Set exercise:
Reproduce the listing below line for line, changing nothing.

Exercise inputs:
▬▬▬▬▬▬

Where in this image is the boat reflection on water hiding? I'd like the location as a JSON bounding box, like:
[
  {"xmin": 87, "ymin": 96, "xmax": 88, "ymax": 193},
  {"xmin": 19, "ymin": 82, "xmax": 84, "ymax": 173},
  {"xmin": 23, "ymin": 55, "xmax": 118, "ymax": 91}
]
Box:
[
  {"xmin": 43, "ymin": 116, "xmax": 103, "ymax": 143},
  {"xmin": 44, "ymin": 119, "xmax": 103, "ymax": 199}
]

▬▬▬▬▬▬

Exercise solution:
Where in this image is the boat reflection on water hiding? I'd like the location as a JSON bounding box, like:
[
  {"xmin": 87, "ymin": 96, "xmax": 88, "ymax": 193},
  {"xmin": 19, "ymin": 82, "xmax": 84, "ymax": 173},
  {"xmin": 23, "ymin": 55, "xmax": 118, "ymax": 91}
]
Box:
[
  {"xmin": 43, "ymin": 116, "xmax": 103, "ymax": 143},
  {"xmin": 44, "ymin": 119, "xmax": 103, "ymax": 199}
]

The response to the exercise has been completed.